Convert every line in the items below into a JSON array of strings, one string per line, with blank lines omitted.

THE INPUT:
-- begin --

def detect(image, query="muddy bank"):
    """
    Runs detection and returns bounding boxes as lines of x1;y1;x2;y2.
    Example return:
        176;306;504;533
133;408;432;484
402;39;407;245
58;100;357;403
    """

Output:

-- end --

SOLUTION:
[
  "def detect(image, query=\"muddy bank\"):",
  "    \"\"\"",
  "    Runs detection and returns bounding boxes as lines of x1;y1;x2;y2.",
  "    Example return:",
  "        176;306;504;533",
  "133;408;432;484",
  "402;39;407;245",
  "58;100;357;403",
  "    \"\"\"",
  "Output:"
]